**What this task involves:**
Find every line in the records below that contains the word "screen" and copy each of those lines without changes.

Location identification entries:
________
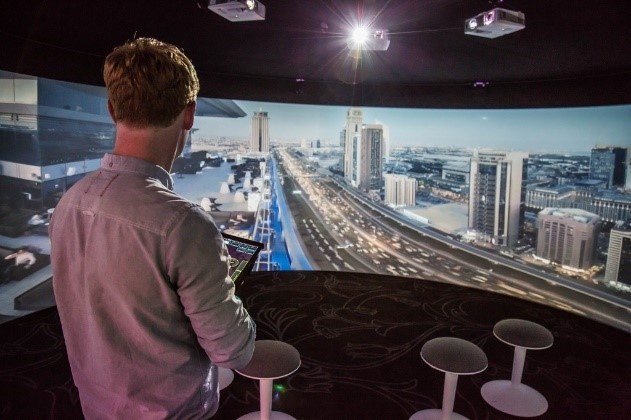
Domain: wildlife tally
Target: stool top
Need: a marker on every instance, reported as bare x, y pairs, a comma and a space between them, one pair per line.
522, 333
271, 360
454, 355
________
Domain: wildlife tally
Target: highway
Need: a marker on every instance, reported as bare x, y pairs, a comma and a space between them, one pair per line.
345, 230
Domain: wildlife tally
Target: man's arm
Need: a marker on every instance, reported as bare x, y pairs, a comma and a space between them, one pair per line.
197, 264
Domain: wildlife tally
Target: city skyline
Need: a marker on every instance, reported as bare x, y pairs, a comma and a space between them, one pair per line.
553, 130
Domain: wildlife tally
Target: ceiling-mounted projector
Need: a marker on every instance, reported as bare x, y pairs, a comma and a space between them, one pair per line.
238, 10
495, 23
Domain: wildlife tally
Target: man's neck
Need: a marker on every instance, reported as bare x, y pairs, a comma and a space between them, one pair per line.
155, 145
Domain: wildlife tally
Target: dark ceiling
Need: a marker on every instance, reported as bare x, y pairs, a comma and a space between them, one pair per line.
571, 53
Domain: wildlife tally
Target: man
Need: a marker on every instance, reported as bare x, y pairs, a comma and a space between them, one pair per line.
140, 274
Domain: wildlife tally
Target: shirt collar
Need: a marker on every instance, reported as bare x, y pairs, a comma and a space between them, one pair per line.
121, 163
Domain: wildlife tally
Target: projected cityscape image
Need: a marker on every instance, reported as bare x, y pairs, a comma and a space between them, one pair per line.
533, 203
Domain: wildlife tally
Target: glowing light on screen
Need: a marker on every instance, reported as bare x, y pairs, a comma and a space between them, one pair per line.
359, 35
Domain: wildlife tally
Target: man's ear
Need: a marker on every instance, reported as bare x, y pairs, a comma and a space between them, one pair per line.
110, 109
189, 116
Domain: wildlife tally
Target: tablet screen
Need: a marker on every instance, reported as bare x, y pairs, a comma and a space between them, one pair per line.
________
**Full solution:**
Target: glowing light on screen
Target: tablet screen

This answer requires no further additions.